## PROVIDED TEXT
----------

Transporters and channels involved in the handling of protons, sodium, calcium and potassium in myocytes. At normal sodium concentrations the NCX of the sarcolemma works in the forward mode to export calcium. At high sodium concentrations caused by high NHE1- and low Na+/K+-ATPase activity the NCX reverses its transport direction to import calcium leading to calcium overload. Since intracellular sodium is the driving force for the mitochondrial NCX, elevated intracellular sodium (even below the threshold for reverse mode of the sarcolemmal NCX) activates the mitochondrial NCX to diminish mitochondrial calcium while elevated cytoplasmatic calcium has the opposing effect and tends to increase it. KATP is closed at normal but activated at low ATP levels. Opening will cause hyperpolarization, a protective mechanism against calcium overload. But if open for a longer time it can cause potassium loss together with the weak Na+/K+-ATPase activity, for which the causes are listed in Table 1. Intracellular hypokalemia reduces the driving force of the protective KATP opening

What are the mechanisms that could cause sodium loading in ME/CFS?

In the working muscles, particularly in hypoxia, the increase in anaerobic metabolism should raise proton generation and therefore also cellular sodium load via the NHE1. Previous exercise deteriorated physical performance and increased arterial lactate during exercise in patients with ME/CFS while it lowered lactate in healthy subjects [38]. Under conditions of insufficient ATP production Na+/K+-ATPase may not be able to remove sodium in sufficient quantities, and intracellular sodium may therefore accumulate. In experimental situations ß2AdR activation stimulates the Na+/K+-ATPase activity [32] and improves muscle force recovery and so do insulin and calcitonin-gene related peptide (cGRP). Dysfunctional ß2AdR may be a major cause in the pathophysiology of muscular fatigue affecting not only perfusion and the energetic situation but also impairing the stimulation of the Na+/K+-ATPase. If insulin resistance occurred as a consequence of the metabolic changes of skeletal muscle in ME/CFS, as will be outlined below, the Na+/K+-ATPase activity would be further impaired.

----------

## LISTED RECORDS
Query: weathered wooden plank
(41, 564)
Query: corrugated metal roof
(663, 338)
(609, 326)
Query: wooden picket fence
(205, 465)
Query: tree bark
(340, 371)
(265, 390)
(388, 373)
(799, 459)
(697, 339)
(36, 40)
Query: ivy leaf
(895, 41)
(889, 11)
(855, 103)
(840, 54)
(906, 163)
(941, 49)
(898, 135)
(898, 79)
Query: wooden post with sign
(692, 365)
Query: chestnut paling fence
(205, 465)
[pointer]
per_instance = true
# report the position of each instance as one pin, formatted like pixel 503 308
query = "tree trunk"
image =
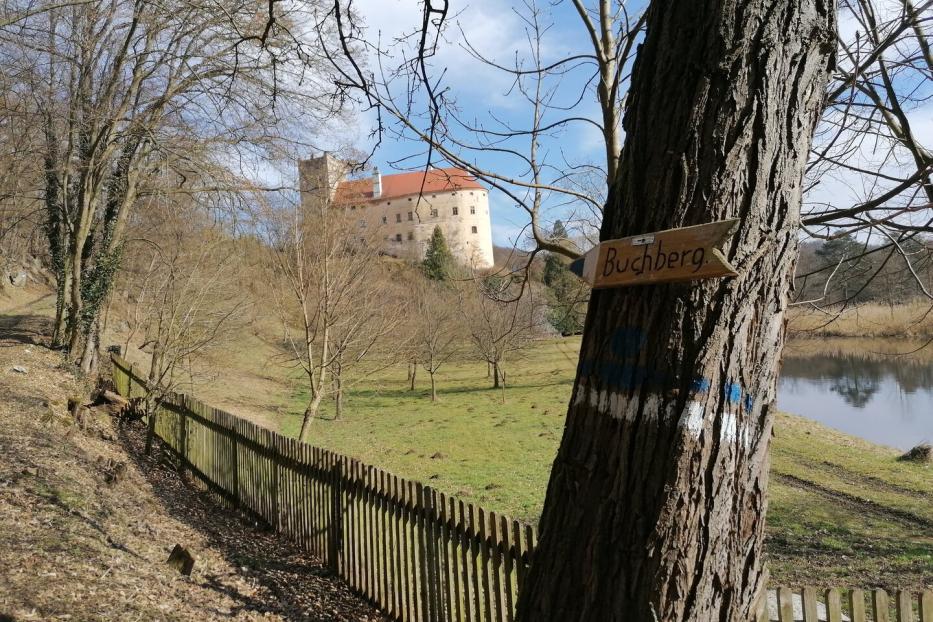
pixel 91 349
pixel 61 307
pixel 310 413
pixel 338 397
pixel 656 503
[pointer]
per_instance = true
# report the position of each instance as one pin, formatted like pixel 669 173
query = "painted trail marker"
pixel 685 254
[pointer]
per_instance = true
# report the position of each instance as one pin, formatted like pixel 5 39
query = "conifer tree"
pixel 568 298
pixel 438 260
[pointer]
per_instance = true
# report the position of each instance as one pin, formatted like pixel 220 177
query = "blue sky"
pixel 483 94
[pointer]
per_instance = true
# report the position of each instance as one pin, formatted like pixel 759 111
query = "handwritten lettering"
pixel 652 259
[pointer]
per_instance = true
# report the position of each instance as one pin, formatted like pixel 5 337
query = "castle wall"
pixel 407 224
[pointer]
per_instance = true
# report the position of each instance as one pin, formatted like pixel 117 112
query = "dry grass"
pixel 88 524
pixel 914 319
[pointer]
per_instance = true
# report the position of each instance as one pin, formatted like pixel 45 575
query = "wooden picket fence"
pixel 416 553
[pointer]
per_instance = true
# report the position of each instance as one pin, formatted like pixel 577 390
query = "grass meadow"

----------

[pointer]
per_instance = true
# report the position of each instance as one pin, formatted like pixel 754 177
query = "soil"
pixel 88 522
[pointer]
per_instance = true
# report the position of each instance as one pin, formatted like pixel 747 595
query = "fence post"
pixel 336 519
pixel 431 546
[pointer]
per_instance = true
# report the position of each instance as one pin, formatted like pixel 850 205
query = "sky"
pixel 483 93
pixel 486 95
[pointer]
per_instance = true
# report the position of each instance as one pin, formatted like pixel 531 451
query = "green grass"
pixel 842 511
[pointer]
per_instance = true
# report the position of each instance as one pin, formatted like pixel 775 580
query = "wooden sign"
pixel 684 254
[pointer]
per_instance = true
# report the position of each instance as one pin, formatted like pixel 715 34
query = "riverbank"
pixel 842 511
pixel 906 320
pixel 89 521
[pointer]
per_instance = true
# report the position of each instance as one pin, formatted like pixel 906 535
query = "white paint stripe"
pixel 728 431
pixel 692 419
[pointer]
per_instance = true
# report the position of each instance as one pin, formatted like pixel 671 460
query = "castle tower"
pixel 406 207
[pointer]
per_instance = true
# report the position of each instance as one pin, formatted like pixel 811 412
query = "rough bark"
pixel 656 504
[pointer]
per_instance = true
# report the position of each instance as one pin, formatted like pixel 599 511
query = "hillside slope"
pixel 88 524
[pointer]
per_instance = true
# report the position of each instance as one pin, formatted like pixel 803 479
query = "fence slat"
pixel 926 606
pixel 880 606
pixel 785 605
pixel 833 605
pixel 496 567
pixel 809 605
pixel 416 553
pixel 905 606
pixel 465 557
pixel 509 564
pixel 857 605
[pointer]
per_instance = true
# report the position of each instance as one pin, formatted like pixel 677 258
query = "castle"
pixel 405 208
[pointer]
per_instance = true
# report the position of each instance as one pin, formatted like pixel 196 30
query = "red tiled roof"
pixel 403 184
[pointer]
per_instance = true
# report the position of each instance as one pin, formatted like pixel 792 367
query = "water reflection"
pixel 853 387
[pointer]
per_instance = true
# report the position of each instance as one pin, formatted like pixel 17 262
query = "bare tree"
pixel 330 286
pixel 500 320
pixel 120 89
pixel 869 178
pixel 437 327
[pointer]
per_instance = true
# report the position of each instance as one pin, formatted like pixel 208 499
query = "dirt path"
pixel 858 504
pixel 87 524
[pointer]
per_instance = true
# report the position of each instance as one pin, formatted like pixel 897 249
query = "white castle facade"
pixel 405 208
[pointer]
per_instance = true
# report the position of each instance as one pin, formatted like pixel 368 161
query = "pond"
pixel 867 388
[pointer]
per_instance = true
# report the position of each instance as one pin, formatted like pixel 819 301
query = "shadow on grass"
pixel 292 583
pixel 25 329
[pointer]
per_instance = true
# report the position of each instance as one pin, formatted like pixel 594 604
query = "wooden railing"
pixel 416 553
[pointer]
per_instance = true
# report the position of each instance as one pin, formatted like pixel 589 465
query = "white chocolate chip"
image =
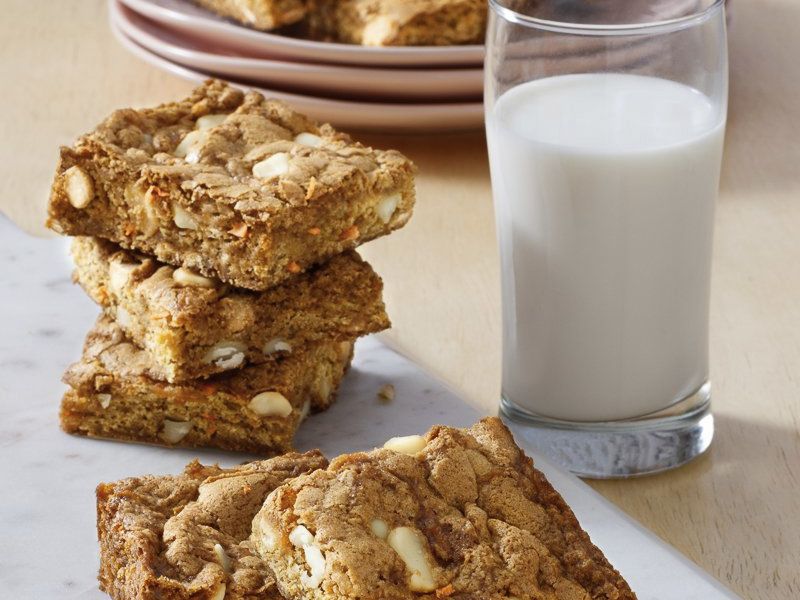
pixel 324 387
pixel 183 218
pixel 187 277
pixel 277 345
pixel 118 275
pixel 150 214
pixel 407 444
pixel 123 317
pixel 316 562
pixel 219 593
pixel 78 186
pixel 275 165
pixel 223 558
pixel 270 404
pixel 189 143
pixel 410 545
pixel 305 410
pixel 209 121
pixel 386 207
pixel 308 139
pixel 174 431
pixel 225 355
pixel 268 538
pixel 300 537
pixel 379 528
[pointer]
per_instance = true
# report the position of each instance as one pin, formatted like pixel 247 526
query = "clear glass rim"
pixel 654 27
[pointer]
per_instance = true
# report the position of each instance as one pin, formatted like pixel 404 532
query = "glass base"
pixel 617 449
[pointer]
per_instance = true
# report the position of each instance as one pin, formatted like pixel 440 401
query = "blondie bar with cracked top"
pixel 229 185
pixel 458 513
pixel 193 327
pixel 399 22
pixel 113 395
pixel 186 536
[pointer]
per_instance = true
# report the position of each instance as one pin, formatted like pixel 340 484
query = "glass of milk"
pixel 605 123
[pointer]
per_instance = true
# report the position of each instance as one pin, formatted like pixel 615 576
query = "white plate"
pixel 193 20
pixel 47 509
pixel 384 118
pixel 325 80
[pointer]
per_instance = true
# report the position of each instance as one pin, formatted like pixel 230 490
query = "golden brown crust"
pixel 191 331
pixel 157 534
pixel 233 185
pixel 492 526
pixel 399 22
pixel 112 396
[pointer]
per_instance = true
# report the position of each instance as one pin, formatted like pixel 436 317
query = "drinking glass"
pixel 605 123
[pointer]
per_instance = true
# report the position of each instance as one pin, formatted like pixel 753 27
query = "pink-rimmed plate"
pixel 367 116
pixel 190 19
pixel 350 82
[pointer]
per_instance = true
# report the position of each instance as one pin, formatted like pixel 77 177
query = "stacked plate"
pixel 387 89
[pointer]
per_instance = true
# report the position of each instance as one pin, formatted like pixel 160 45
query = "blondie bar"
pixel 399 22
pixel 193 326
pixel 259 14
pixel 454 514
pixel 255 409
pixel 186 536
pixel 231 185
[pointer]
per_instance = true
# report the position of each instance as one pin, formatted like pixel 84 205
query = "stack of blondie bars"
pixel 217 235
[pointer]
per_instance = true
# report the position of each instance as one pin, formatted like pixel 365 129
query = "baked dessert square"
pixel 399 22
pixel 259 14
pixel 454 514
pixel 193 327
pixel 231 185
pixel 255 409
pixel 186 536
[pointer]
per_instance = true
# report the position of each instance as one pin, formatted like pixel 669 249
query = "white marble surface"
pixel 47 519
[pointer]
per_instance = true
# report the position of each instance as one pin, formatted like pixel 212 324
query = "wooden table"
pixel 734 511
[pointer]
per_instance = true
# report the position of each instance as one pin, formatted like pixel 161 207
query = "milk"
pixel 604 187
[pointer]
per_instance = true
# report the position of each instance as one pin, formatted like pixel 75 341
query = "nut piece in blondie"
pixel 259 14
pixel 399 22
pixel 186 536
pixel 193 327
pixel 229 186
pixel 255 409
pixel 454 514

----------

## REQUIRED ACTION
Please say whether each statement agrees with the text on sodium loading in ME/CFS, answering yes or no and quoting the deciding words from it. 1. At normal sodium concentrations, the sarcolemmal NCX exports calcium. 2. KATP is open at normal ATP levels. 3. In patients with ME/CFS, previous exercise lowered arterial lactate during exercise.

## RESPONSE TO THIS TASK
1. Yes: "At normal sodium concentrations the NCX of the sarcolemma works in the forward mode to export calcium."
2. No: "KATP is closed at normal but activated at low ATP levels."
3. No: "increased arterial lactate during exercise in patients with ME/CFS while it lowered lactate in healthy subjects"